• Data for this exercise
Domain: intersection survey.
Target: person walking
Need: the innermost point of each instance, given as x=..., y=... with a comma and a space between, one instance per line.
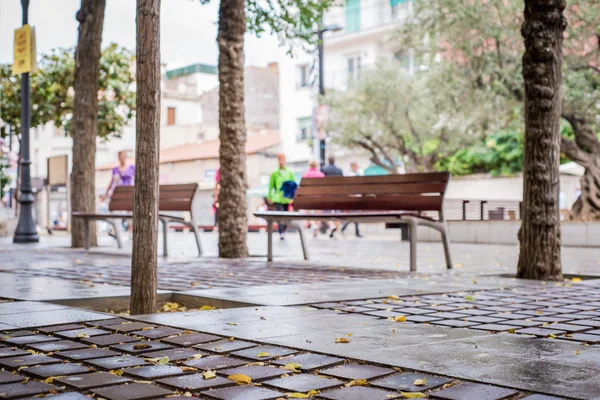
x=354, y=171
x=313, y=172
x=276, y=196
x=331, y=170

• Directive
Recast every line of the records above as a Markdown table with the columns Row and Line, numbering each row and skipping blank lines. Leave the pictures out.

• Response to the exercise
| Row | Line |
|---|---|
| 1 | Domain: intersection survey. |
| 2 | Target: person walking |
| 3 | Need: the innermost point of each instance, given as x=..., y=... with a comma and a space between, one instance per line. |
| 4 | x=354, y=171 |
| 5 | x=313, y=172 |
| 6 | x=276, y=196 |
| 7 | x=331, y=170 |